▶ _Input data_
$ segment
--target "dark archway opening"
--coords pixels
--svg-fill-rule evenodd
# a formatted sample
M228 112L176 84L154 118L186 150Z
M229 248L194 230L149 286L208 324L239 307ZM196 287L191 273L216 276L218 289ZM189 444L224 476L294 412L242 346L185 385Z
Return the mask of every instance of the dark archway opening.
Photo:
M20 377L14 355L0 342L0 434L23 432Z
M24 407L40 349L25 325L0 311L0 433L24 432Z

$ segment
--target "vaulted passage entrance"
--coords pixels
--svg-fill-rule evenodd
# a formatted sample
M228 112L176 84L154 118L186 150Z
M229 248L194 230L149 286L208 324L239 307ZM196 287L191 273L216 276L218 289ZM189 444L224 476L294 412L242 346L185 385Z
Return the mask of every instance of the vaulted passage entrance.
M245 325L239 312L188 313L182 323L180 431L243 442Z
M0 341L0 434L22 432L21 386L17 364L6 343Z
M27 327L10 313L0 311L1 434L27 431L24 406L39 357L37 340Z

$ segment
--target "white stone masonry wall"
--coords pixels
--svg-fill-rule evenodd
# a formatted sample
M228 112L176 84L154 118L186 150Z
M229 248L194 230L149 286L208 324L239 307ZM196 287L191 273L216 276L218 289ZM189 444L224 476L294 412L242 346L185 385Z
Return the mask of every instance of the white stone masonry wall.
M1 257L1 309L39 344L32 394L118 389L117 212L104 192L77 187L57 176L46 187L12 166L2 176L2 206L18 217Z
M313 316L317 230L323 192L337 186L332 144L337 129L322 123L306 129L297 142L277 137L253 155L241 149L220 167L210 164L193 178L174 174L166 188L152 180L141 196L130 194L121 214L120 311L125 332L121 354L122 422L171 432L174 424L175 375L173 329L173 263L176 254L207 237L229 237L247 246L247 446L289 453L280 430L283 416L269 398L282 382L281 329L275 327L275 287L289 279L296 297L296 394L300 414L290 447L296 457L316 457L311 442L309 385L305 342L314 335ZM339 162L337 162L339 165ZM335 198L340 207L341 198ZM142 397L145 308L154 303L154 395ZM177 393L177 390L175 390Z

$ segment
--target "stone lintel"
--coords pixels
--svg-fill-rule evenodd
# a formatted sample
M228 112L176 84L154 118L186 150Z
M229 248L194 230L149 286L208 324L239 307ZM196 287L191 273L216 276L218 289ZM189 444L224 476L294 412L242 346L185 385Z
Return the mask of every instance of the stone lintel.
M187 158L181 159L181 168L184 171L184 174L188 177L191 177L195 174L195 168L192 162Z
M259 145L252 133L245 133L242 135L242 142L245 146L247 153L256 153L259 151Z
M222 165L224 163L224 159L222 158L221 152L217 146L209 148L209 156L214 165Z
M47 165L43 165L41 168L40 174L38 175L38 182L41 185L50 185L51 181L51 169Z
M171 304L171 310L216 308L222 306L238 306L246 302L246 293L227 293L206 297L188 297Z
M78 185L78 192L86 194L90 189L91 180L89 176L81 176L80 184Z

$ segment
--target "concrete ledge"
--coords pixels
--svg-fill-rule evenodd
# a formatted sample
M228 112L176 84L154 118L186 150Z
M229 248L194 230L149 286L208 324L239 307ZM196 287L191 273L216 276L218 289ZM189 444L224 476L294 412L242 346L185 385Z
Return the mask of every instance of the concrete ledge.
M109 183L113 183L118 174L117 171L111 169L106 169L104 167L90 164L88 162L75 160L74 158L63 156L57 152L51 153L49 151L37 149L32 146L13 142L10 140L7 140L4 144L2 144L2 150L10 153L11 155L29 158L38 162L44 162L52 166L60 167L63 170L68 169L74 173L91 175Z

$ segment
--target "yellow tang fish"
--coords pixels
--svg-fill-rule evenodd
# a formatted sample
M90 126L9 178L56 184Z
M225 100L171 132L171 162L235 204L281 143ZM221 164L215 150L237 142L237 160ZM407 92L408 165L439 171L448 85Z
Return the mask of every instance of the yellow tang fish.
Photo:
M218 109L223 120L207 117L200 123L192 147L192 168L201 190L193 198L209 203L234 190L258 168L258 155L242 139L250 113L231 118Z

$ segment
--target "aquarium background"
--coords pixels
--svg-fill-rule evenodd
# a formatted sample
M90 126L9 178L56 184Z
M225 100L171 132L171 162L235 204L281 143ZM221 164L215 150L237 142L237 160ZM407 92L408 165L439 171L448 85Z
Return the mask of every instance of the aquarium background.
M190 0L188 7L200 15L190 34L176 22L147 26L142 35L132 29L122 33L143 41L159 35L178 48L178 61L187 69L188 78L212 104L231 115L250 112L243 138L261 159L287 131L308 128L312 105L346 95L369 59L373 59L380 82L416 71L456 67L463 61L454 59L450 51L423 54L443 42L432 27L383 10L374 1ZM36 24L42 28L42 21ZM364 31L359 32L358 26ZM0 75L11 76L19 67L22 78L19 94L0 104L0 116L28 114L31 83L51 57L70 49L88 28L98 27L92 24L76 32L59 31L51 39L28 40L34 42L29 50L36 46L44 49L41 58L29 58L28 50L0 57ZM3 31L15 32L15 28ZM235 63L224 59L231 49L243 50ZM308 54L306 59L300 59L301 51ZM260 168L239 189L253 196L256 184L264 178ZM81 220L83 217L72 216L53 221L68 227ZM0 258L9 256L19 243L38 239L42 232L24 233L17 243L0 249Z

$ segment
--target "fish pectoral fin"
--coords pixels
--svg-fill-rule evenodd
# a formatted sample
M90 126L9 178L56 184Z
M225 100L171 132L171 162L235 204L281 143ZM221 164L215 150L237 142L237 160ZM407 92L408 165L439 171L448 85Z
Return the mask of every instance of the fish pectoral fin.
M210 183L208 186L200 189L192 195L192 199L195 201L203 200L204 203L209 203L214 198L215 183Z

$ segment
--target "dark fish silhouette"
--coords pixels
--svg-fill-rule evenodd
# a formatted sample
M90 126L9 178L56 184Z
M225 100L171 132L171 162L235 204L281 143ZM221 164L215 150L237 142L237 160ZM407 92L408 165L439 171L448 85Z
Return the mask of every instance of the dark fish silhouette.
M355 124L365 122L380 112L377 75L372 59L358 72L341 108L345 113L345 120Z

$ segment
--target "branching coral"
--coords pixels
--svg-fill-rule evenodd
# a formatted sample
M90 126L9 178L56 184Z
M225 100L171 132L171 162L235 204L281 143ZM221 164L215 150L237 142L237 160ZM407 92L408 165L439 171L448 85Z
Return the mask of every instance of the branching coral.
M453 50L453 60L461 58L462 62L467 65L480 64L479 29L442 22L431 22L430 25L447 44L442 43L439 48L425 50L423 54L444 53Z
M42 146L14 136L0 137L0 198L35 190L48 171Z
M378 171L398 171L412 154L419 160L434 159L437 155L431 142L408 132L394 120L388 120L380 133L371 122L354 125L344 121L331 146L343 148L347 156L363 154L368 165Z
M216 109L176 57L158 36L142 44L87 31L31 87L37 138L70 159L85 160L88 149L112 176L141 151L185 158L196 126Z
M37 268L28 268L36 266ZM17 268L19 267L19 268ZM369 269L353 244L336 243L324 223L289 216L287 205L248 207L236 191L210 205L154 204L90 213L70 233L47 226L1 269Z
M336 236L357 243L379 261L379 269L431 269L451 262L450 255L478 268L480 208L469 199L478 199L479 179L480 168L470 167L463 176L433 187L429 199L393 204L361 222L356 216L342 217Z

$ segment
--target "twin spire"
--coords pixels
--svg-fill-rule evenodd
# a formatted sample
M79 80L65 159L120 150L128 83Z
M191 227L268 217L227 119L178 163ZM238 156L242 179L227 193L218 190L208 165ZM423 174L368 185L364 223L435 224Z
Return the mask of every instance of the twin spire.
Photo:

▶ _Task to carry out_
Using the records above, copy all lines that include the word "tang".

▶ _Solution for this problem_
--target "yellow tang fish"
Return the mask of every instance of the yellow tang fish.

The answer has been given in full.